SHORT TASK A |
According to the concert review, how many cities make up the band's "Summer 2009 Tour"?
SHORT TASK B |
Output the passage of the concert review between "It was really" and "start to crack.", inclusive.

DOCUMENT |

## start

Musically, they're still exceptionally talented. Steven Stills, for my money, is one of the most underrated guitarists around. And their harmonies are still, amazingly, wonderful. The first half of the show was a little disappointing. They did a fair amount of new stuff, and about 5 covers (C,S & N doing Ruby Tuesday?). Then the second half picked up considerably. They did a lot of the standards, "For What It's Worth", and others. Stills exhorted the crowd to join in, but us old geezers were too tired to get into it. I assidously wrote down their setlist and have lost it already, so I can't tell you exactly which songs they performed, but I do remember an amazing jam on "DejaVu", though. The temperature had dropped into the forties, and The Tomster (who was wearing shorts) and I were freezing, being in the top row, exposed to the delightful 'breeze' from the lake. I was determined to wait it out until "Suite: Judy Blue Eyes", one of my top 5 favorite songs of all time. So they came out for their obligatory encore, and played something else. Then something else again. It was at that point that The Tomster, in his best Oliver Twist voice, said, "Please, dad, can we leave now?". I agreed at that point, and we left. I'm sure they played it eventually, and for all I know, may be playing it now.

I think their hearts weren't really all into it, though. Their entire "Summer 2009 Tour" consists of ten cities, all within a week and a half. And I'm sure it helped their egos seeing that the largest city in the tour couldn't even sell out. "Hey, we're famous, damn it!". Maybe they did it to pay for alimony checks and college tuition.

It was really weird seeing Graham Nash. I was in middle school, and remember buying The Hollies 45s, like "Bus Stop", for God's sake! And it was also strange when they sang "Chicago", they were doing a song that had arisen in protest from the Democratic National Convention in 1968, and the subsequent trial of the Chicago 7, when, as you will recall, all hell broke loose for a few days just up the street. Like I said, weird.

And, finally, The Tomster and I, who have a great relationship, discovered that 9 hours is our limit for being together before we start to crack.

## end

Records from a point-labeling set:
## start

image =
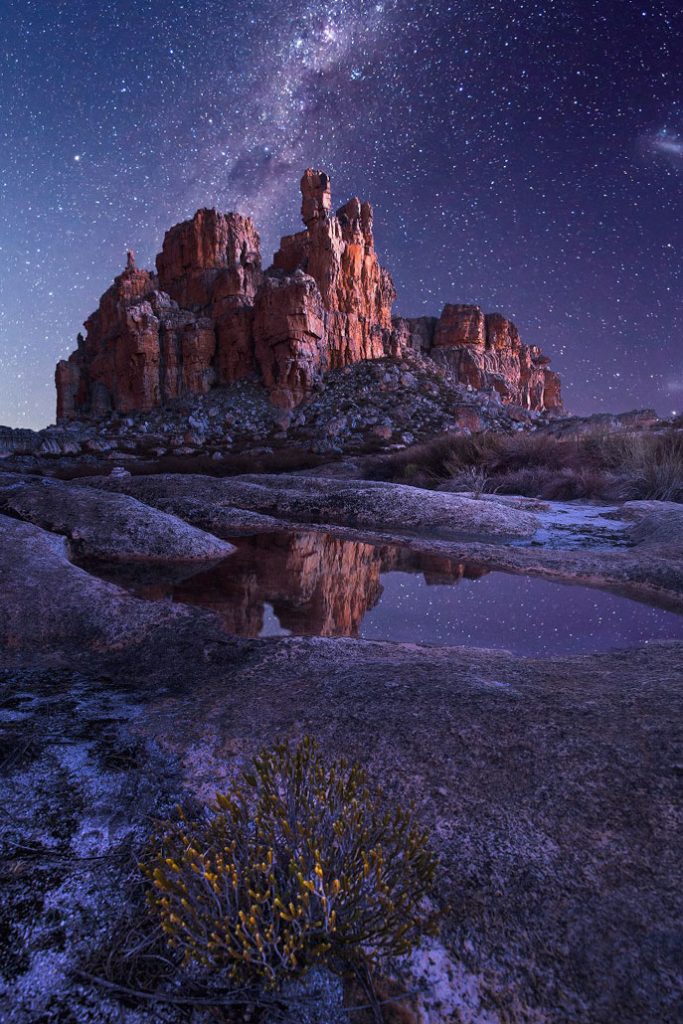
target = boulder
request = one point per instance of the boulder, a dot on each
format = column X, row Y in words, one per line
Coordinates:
column 108, row 526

## end

EXPECTED OUTPUT A |
Ten cities.

EXPECTED OUTPUT B |
It was really weird seeing Graham Nash. I was in middle school, and remember buying The Hollies 45s, like "Bus Stop", for God's sake! And it was also strange when they sang "Chicago", they were doing a song that had arisen in protest from the Democratic National Convention in 1968, and the subsequent trial of the Chicago 7, when, as you will recall, all hell broke loose for a few days just up the street. Like I said, weird.

And, finally, The Tomster and I, who have a great relationship, discovered that 9 hours is our limit for being together before we start to crack.